(Text excerpt):
----------------

Who’s familiar with a pros and cons list? 

Everyone, right?

You’ve probably written one yourself at some point – when deciding what to have for dinner, whether to take that job opportunity…

How about when deciding whether to put offers in your outbound emails? No? Well, if we were going to write one, it would look a little bit like this: 

  • PROS: converting more deals, winning the respect of your team and your boss, seeing that sweet bonus hit your bank account…. 
  • CONS: closing deals of lower value, potentially harming your brand, possibly being marked as a spam sender…

Here’s the thing: we’re not going to tell you that you should or shouldn’t include offers in your outbound emails. It just wouldn’t be a very moral thing to do when really, it depends on your unique situation: where you work, what you’re selling and who your customers are. 

What we can tell you, though, is how to make the judgement call for yourself, what the best practices are if you do choose to, and what alternatives are out there. 

Desperately searching for answers? Skip ahead: 

Ready? Let’s get going.

The role of traditional offers in outbound sales emails 

Let’s start with the simple stuff. What does an offer look like in a B2B sales context? 

Discounts: we’re sure you’re familiar with this one – who hasn’t witnessed people actually lose their minds at the sight of money off (Black Friday, looking at you). In B2B sales, it’s no different – offering money off your product might incentivize your buyer to move the process along faster, or get them interested when they previously were not. 

Free trails: if you want to let your product do the talking, and you’re selling something that’s easy to see the value of over a short time period, these can be a great way of getting a prospect over the line. 

Exclusive deals: this could look like offering a deal to a specific prospect based on their requirements (or, let’s face it, their negotiating skills). Or, it might be something like offering a discount, if your client agrees to a two-year contract – or longer. 

Pros of including offers in outbound sales emails 

Time for column one of your list. Let’s take a look at some of the reasons why you would want to include an offer in your outbound emails. 

Increased engagement 

Think about the last time you opened your inbox and saw an email from your favourite brand ever announcing a sale. You ignored it right? 

Ha – as if. 

You clicked on the email, maybe jumped over to the site to see if you wanted anything and possibly bought something too. 

Obviously that’s not quite the path that your B2B customers are going to take – but it’s the starting point that’s interesting. Pop an offer in the subject line or body text and your prospect’s likely to go ‘ooooh – offer’ instead of ‘ew – cold email’. 

Whether or not that one email leads to a sale, it most definitely counts as a touchpoint.  And we all know how many of those we need to cut through the noise. 

Incentivizing action

An offer can motivate your prospects to take the action you want – schedule a meeting or request a demo, for example – particularly if the offer’s time-sensitive. 

Just like you’d get sad if your favorite brand sold out of their *insert product* before you got a chance to check out the sale, a time-sensitive offer can induce serious FOMO for the right prospects. Note that this technique works best if you’re selling lower-ticket items. 

Building goodwill 

You work in sales – you’ve heard of the principles of persuasion. Let’s take a look at reciprocity. 

People like getting stuff for free.

----------------

(Entries shown):
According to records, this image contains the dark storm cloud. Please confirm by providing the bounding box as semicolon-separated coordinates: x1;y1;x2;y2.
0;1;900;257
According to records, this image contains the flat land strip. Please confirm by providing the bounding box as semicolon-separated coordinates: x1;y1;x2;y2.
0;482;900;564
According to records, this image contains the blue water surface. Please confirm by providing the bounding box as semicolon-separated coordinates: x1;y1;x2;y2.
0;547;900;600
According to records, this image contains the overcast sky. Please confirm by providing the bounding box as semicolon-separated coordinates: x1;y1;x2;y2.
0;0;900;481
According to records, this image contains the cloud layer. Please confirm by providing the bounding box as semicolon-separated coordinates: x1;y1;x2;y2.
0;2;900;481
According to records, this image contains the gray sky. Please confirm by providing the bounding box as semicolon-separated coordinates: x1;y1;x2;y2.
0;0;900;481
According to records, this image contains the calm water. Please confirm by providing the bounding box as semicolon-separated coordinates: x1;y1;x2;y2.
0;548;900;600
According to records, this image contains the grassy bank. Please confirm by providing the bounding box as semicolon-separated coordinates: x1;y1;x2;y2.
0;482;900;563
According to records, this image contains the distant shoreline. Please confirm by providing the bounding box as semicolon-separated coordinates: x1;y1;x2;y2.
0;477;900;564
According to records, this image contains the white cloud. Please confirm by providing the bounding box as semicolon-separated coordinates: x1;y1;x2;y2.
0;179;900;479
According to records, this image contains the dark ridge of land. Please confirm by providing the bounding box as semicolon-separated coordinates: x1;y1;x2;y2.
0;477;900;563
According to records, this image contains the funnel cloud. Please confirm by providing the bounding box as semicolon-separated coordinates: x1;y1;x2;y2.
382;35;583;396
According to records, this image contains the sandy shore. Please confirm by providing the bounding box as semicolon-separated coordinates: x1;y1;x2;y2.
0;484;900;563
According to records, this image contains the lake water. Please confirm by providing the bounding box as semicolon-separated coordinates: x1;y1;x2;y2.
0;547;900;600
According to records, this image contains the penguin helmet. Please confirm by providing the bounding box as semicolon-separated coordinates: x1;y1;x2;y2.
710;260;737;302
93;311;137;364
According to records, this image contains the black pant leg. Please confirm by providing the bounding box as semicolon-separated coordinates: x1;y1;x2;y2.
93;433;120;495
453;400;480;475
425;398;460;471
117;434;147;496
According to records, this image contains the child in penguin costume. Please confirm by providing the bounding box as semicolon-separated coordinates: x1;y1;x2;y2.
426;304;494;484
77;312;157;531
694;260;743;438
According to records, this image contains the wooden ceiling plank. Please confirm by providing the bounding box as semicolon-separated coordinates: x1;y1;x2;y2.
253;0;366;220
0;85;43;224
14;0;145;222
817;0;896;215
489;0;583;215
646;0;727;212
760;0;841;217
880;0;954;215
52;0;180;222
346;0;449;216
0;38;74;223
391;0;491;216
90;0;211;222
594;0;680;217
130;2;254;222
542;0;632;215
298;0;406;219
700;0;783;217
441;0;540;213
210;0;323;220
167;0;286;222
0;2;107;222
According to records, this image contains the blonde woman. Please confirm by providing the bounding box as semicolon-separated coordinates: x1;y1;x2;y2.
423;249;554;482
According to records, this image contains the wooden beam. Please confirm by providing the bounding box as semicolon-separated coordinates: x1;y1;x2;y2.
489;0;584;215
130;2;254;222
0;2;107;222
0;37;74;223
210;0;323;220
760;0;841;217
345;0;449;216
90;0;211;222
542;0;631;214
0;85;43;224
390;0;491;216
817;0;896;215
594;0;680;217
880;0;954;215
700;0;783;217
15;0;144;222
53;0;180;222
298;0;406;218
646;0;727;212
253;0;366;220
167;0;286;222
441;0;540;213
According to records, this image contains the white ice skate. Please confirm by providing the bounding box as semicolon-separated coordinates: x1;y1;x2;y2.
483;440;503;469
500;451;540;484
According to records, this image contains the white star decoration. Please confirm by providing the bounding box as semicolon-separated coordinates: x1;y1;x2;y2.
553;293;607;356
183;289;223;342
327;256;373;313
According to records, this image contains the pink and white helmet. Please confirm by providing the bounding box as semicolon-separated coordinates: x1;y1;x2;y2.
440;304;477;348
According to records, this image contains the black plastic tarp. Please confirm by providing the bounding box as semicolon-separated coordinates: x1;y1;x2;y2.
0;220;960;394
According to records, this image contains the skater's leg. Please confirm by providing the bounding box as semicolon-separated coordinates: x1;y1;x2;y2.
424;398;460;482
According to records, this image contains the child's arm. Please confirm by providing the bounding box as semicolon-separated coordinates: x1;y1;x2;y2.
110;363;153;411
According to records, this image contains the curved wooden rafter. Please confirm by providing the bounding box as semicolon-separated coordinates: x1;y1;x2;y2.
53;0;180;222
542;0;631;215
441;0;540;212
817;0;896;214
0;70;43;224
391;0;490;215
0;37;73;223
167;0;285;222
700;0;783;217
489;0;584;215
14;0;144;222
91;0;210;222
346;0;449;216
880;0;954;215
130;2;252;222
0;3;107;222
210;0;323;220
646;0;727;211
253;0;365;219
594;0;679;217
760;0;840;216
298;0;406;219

----------------

(Your tasks):
• 1. From the post on offers in outbound sales emails, reproduce word for word the stretch from "Increased engagement" through "of ‘ew – cold email’.".
• 2. In the post on offers in outbound sales emails, what kind of items does the time-sensitive offer technique work best for?

(Responses by task):
• 1.
Increased engagement 

Think about the last time you opened your inbox and saw an email from your favourite brand ever announcing a sale. You ignored it right? 

Ha – as if. 

You clicked on the email, maybe jumped over to the site to see if you wanted anything and possibly bought something too. 

Obviously that’s not quite the path that your B2B customers are going to take – but it’s the starting point that’s interesting. Pop an offer in the subject line or body text and your prospect’s likely to go ‘ooooh – offer’ instead of ‘ew – cold email’.

• 2. Lower-ticket items.